**Materials provided**:
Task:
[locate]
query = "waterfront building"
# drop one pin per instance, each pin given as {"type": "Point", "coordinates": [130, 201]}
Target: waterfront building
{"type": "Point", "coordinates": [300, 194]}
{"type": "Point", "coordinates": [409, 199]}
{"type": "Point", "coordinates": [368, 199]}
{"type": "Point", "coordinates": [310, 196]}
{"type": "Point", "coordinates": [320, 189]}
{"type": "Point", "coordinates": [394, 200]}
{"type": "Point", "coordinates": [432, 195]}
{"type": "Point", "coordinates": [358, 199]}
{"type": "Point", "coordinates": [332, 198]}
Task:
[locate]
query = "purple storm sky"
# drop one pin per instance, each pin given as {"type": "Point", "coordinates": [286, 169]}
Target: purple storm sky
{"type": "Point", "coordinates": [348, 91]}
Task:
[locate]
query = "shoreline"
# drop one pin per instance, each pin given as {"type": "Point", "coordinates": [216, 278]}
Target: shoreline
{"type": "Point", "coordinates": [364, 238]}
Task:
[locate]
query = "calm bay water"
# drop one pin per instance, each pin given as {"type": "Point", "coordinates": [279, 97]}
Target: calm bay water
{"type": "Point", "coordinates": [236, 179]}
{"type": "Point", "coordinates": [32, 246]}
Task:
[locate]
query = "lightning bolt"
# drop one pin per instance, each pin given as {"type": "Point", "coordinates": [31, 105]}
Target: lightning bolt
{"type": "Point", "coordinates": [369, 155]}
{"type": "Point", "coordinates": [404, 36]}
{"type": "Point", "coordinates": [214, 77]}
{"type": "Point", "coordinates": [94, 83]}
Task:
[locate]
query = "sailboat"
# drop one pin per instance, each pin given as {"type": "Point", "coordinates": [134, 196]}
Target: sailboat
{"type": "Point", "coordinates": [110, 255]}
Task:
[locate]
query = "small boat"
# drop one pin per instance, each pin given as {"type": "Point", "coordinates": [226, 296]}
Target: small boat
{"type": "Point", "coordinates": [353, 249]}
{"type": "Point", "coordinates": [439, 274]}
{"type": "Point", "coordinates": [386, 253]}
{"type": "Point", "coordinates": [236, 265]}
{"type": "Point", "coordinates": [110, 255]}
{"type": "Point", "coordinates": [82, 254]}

**Your objective**: Quote every record above exactly.

**Output**:
Task:
[locate]
query = "waterfront building"
# drop one pin per instance, each pin given as {"type": "Point", "coordinates": [130, 201]}
Target: waterfront building
{"type": "Point", "coordinates": [300, 194]}
{"type": "Point", "coordinates": [409, 199]}
{"type": "Point", "coordinates": [368, 199]}
{"type": "Point", "coordinates": [310, 196]}
{"type": "Point", "coordinates": [320, 189]}
{"type": "Point", "coordinates": [394, 200]}
{"type": "Point", "coordinates": [432, 195]}
{"type": "Point", "coordinates": [358, 199]}
{"type": "Point", "coordinates": [332, 198]}
Task:
[locate]
query = "purple storm sky"
# drop one pin per instance, each pin given as {"type": "Point", "coordinates": [286, 169]}
Target: purple storm sky
{"type": "Point", "coordinates": [348, 91]}
Task:
[locate]
query = "shoreline"
# drop one pin per instance, each pin given as {"type": "Point", "coordinates": [216, 278]}
Target: shoreline
{"type": "Point", "coordinates": [364, 238]}
Task:
[locate]
query = "calm bay water"
# drop one pin per instance, each pin given as {"type": "Point", "coordinates": [279, 97]}
Target: calm bay water
{"type": "Point", "coordinates": [236, 179]}
{"type": "Point", "coordinates": [32, 246]}
Task:
[locate]
query = "lightning bolt"
# drop one pin per instance, each pin given as {"type": "Point", "coordinates": [31, 105]}
Target: lightning bolt
{"type": "Point", "coordinates": [369, 155]}
{"type": "Point", "coordinates": [404, 36]}
{"type": "Point", "coordinates": [214, 77]}
{"type": "Point", "coordinates": [94, 83]}
Task:
[locate]
query = "sailboat"
# drop one pin per instance, each pin given as {"type": "Point", "coordinates": [134, 196]}
Target: sailboat
{"type": "Point", "coordinates": [110, 255]}
Task:
[locate]
query = "small boat"
# drop one pin per instance, each pin given as {"type": "Point", "coordinates": [226, 296]}
Target: small boat
{"type": "Point", "coordinates": [353, 249]}
{"type": "Point", "coordinates": [439, 274]}
{"type": "Point", "coordinates": [386, 253]}
{"type": "Point", "coordinates": [236, 265]}
{"type": "Point", "coordinates": [110, 255]}
{"type": "Point", "coordinates": [82, 254]}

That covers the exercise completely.